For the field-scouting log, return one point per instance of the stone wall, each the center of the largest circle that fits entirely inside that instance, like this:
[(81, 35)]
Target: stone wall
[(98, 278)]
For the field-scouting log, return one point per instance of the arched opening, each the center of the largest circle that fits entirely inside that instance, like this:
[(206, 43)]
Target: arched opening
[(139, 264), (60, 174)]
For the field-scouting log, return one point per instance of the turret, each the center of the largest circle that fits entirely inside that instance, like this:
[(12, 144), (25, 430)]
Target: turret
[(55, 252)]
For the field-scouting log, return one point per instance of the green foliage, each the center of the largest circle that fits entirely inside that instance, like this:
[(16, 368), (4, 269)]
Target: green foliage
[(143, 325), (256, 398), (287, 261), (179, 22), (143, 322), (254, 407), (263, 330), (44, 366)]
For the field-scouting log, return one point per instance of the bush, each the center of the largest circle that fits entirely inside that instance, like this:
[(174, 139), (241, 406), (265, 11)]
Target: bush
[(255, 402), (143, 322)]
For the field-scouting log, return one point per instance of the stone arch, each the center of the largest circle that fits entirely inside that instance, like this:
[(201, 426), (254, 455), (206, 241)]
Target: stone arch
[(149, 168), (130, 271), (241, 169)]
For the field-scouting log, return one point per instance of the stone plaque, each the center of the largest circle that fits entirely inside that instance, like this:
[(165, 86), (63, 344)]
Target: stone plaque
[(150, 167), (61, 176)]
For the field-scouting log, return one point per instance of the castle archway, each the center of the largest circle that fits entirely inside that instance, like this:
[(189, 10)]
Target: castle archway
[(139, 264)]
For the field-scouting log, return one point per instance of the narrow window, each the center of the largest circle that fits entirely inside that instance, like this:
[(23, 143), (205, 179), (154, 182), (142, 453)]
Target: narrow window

==============================

Work to be completed = Present the lines above as a Markdown table with a Row column holding the row number and a Line column holding the line. Leave out any blank lines.

Completed task =
| Row | Line |
|---|---|
| 1 | For the field-scouting log, return one point per instance of the stone wall, each the center of the largest circle that fits entirely inside that instance, like this: |
| 2 | [(81, 35)] |
| 3 | Target: stone wall |
| 4 | [(98, 278)] |
| 5 | For the field-scouting log, return one point per instance of the arched opening, each the center of the largest circle that fits entirely inside that instance, like this: |
| 6 | [(206, 43)] |
| 7 | Target: arched opening |
| 8 | [(139, 264), (60, 174)] |
| 9 | For the field-scouting log, return one point per instance of the turret, each the center of the largest circle that fits entirely inside that instance, like this: |
| 10 | [(12, 144), (25, 430)] |
| 11 | Target: turret |
| 12 | [(55, 252)] |
| 13 | For the field-scouting log, return one point per instance of the green foliage, each the center of the largest circle that fits entirely inside that instance, like this: |
| 14 | [(16, 368), (4, 269)] |
| 15 | Target: green foliage |
| 16 | [(143, 325), (256, 398), (287, 261), (179, 22), (143, 322), (254, 407), (263, 330), (44, 366)] |
| 17 | For the field-scouting log, return one point per instance of the bush, each the center of the largest circle that fits entirely inside that instance, like this: |
| 18 | [(174, 139), (241, 406), (265, 11)] |
| 19 | Target: bush |
| 20 | [(255, 402), (143, 322)] |
| 21 | For the field-scouting log, return one point per instance of the stone arch, each the center of the largest circle that fits entirely inside that instance, like this: |
| 22 | [(201, 426), (254, 455), (206, 241)] |
| 23 | Target: stone arch |
| 24 | [(149, 168), (130, 271), (241, 169)] |
| 25 | For the field-scouting log, return one point per instance of the stone plaque, each the center of the largest circle that fits entirely inside that instance, like this: |
| 26 | [(165, 86), (63, 344)] |
| 27 | Target: stone plaque |
| 28 | [(150, 167), (61, 176)] |
| 29 | For the field-scouting log, return one point per instance of the castle archway, each the center of the largest circle that fits entirely inside that instance, like this: |
| 30 | [(189, 10)] |
| 31 | Target: castle archway |
| 32 | [(139, 264)] |
| 33 | For the field-scouting log, return one point per instance of the narrow window, each the center of the largest circle that fits entirely inside that instance, like this: |
| 34 | [(23, 143), (205, 179), (154, 182), (142, 453)] |
| 35 | Target: narrow window |